(Contour annotation records)
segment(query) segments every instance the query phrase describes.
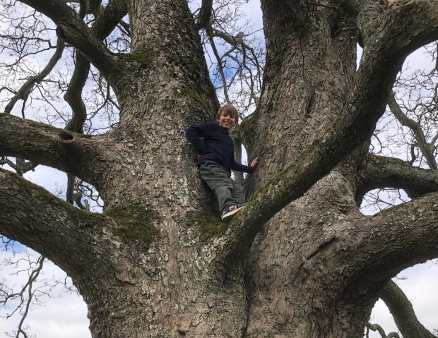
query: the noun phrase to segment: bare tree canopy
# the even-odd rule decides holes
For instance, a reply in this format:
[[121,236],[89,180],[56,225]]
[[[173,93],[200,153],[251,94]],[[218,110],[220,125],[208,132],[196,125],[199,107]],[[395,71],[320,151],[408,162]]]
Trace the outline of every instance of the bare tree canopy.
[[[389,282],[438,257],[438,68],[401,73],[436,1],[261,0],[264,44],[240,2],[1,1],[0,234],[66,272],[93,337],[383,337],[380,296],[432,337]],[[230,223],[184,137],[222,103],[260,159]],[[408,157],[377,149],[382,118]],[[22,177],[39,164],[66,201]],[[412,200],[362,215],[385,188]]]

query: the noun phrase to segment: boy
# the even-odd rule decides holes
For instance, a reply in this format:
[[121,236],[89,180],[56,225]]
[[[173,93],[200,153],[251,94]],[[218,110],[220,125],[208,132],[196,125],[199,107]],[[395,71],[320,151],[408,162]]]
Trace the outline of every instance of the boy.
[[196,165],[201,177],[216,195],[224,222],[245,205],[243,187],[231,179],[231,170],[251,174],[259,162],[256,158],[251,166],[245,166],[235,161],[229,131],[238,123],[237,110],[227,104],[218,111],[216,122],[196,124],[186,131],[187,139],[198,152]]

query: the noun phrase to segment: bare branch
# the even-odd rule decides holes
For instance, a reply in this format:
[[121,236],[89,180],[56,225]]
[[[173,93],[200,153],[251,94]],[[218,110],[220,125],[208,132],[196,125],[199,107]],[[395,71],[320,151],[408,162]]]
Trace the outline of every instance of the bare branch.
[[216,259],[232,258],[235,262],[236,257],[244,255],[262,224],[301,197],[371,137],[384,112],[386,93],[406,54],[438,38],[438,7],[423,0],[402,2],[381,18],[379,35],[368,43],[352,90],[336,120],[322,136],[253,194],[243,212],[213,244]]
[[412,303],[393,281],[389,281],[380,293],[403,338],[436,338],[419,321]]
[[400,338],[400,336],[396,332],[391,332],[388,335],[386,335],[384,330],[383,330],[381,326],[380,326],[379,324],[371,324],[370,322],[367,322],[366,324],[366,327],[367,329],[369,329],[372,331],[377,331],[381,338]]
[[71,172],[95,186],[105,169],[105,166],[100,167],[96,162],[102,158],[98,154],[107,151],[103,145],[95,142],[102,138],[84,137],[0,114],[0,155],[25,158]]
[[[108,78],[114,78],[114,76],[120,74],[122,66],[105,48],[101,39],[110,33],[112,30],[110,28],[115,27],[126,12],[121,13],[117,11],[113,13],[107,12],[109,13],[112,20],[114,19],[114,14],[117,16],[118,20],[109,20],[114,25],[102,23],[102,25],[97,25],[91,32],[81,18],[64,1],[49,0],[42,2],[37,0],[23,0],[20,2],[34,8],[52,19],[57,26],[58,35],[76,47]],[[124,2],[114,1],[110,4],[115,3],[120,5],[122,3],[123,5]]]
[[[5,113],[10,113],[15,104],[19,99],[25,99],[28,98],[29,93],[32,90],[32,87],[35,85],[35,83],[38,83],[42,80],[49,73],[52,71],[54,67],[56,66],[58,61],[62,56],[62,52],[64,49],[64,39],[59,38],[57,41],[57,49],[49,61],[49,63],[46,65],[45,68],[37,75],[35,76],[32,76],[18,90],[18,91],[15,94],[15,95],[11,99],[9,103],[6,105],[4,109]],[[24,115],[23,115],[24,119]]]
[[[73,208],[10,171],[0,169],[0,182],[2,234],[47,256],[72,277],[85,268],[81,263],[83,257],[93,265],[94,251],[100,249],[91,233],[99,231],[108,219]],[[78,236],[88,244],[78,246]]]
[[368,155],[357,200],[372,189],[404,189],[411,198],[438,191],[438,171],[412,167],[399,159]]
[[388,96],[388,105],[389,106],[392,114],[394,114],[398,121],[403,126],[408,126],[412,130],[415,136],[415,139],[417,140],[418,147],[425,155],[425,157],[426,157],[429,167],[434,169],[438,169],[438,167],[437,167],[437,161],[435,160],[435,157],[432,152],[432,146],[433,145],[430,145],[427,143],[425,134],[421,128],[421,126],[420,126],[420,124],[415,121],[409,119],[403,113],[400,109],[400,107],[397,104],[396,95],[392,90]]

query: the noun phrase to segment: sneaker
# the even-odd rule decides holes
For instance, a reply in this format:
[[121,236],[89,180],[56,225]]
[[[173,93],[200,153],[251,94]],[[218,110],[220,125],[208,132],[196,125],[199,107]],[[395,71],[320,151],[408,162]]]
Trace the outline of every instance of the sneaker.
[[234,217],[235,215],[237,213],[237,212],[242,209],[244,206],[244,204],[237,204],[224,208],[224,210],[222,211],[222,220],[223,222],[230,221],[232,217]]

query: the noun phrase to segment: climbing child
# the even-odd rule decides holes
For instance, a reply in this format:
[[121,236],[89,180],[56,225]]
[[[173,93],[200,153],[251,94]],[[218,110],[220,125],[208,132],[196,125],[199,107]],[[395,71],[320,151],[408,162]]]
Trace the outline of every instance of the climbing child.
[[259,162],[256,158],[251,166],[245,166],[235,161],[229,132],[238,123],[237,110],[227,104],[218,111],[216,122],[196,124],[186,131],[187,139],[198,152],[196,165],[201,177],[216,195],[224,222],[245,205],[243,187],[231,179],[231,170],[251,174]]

> **Exercise aim**:
Reproduce every record word for word. The copy must contain no pictures.

> **Solution**:
segment(query) segments every instance the query phrase describes.
query: the noun phrase to segment: bare tree canopy
# the even-odd rule decides holes
For instance, a reply in this format:
[[121,236],[89,180],[56,225]]
[[[173,93],[200,153],[251,94]],[[218,110],[220,125],[208,132],[196,125],[199,107]],[[395,71],[320,151],[408,162]]]
Trace the outline of every instance of the bare tree canopy.
[[[389,282],[438,257],[438,68],[401,73],[436,1],[261,0],[264,44],[240,2],[1,1],[0,234],[66,272],[93,337],[383,337],[380,296],[432,337]],[[230,223],[184,137],[222,103],[260,159]],[[408,157],[377,149],[382,118]],[[22,177],[39,164],[66,201]],[[412,200],[362,215],[385,188]]]

query: the noun phrase to segment: boy
# the even-odd rule decides holes
For instance, a reply in this format:
[[121,236],[89,180],[56,225]]
[[[173,93],[200,153],[251,94]],[[218,110],[220,125],[208,132],[196,125],[199,107]],[[395,71],[320,151],[408,162]]]
Trace the outline of every instance of the boy.
[[196,165],[201,177],[216,195],[224,222],[245,205],[243,187],[231,179],[231,170],[251,174],[259,162],[256,158],[251,166],[245,166],[235,161],[229,131],[238,123],[237,110],[227,104],[218,111],[216,122],[196,124],[186,131],[187,139],[198,152]]

query: the noun phrase to segment: bare branch
# the even-odd rule decides holes
For instance, a reply in this format:
[[121,236],[89,180],[56,225]]
[[[173,93],[200,153],[251,94]],[[218,110],[220,125],[208,132],[196,125],[199,107]],[[395,71],[320,151],[408,162]]]
Trace the outline of every instance of the bare branch.
[[216,259],[232,258],[235,262],[236,257],[244,255],[262,224],[301,197],[371,137],[384,112],[386,93],[406,54],[438,38],[438,7],[423,0],[402,2],[381,18],[379,35],[368,43],[352,90],[336,120],[322,136],[253,194],[243,212],[213,244]]
[[412,303],[393,281],[389,281],[380,293],[403,338],[436,338],[419,321]]
[[400,338],[400,336],[396,332],[391,332],[388,335],[386,335],[384,330],[383,330],[381,326],[380,326],[379,324],[371,324],[370,322],[367,322],[366,324],[366,327],[367,329],[369,329],[372,331],[377,331],[381,338]]
[[71,172],[95,186],[105,169],[105,166],[100,167],[96,162],[102,158],[98,154],[107,151],[103,145],[95,142],[102,138],[84,137],[0,114],[0,155],[25,158]]
[[[108,78],[114,78],[114,76],[120,74],[122,66],[105,48],[101,39],[110,33],[112,30],[110,28],[115,27],[126,12],[121,13],[117,11],[113,13],[107,12],[109,13],[112,20],[114,19],[114,14],[117,16],[118,20],[109,20],[114,25],[102,23],[102,25],[97,25],[91,32],[81,18],[64,1],[49,0],[42,2],[37,0],[23,0],[20,2],[34,8],[52,19],[57,26],[58,35],[76,47]],[[124,2],[114,1],[110,4],[115,3],[120,5],[122,3],[123,5]]]
[[[5,113],[10,113],[15,104],[19,99],[25,99],[28,98],[29,93],[32,90],[32,87],[35,85],[35,83],[38,83],[42,80],[49,73],[52,71],[54,67],[56,66],[58,61],[62,56],[62,52],[64,49],[64,39],[59,38],[57,41],[57,49],[49,61],[49,63],[46,65],[45,68],[37,75],[35,76],[32,76],[18,90],[18,91],[15,94],[15,95],[11,99],[9,103],[6,105],[4,109]],[[24,115],[23,115],[24,119]]]
[[[73,208],[10,171],[0,169],[0,182],[2,234],[47,256],[72,277],[85,268],[81,263],[83,257],[93,265],[94,251],[100,249],[91,233],[99,231],[108,219]],[[78,236],[88,244],[78,246]]]
[[368,155],[357,200],[372,189],[404,189],[411,198],[438,191],[438,171],[412,167],[399,159]]
[[388,96],[388,105],[389,106],[392,114],[394,114],[398,121],[403,126],[408,126],[412,130],[415,136],[415,139],[417,140],[418,147],[425,155],[425,157],[426,157],[429,167],[434,169],[438,169],[438,167],[437,167],[437,161],[435,160],[435,157],[432,152],[432,146],[433,145],[430,145],[427,143],[425,134],[421,128],[421,126],[420,126],[420,124],[415,121],[409,119],[403,113],[400,109],[400,107],[397,104],[396,95],[392,90]]

query: the noun phrase to segment: sneaker
# the even-odd rule decides holes
For instance, a reply in this format:
[[121,236],[89,180],[56,225]]
[[[173,93],[200,153],[251,94]],[[218,110],[220,125],[208,132],[196,125],[199,107]],[[395,71],[320,151],[408,162]]]
Trace the outline of every instance of the sneaker.
[[234,217],[235,215],[237,213],[237,212],[242,209],[244,206],[244,204],[237,204],[224,208],[224,210],[222,211],[222,220],[223,222],[230,221],[232,217]]

query: the noun phrase to segment: climbing child
# the even-odd rule decides holes
For instance, a reply in this format:
[[121,236],[89,180],[56,225]]
[[[173,93],[200,153],[251,94]],[[218,110],[220,125],[208,132],[196,125],[199,107]],[[395,71],[320,151],[408,162]]]
Trace the outline of every instance of the climbing child.
[[259,162],[256,158],[251,166],[245,166],[235,161],[229,132],[238,123],[237,110],[227,104],[218,111],[216,122],[196,124],[186,131],[187,139],[198,152],[196,165],[201,177],[216,195],[224,222],[245,205],[243,187],[231,179],[231,170],[251,174]]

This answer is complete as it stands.